### CHALLENGE
Give these records as a two-column CSV with the columns "instruction" and "points", one row per record, where each record's text and its answer each sit in a single quoted field with line breaks turned into spaces. Leave the pictures out.

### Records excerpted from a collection
'''
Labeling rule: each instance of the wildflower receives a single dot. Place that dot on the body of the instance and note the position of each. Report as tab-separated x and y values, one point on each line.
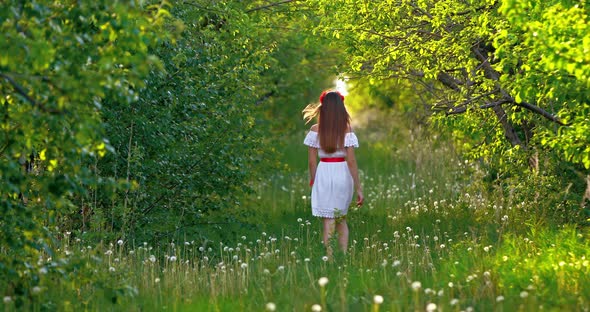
431	307
416	285
378	299
270	306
'''
### EXPECTED OUTPUT
instruction,points
"Labeling rule: each instance of the wildflower receives a single dot. Place that dot on the body of the instance and note the position of each. Report as tab-separated x and y values, one point on each line.","431	307 416	285 378	299 270	306"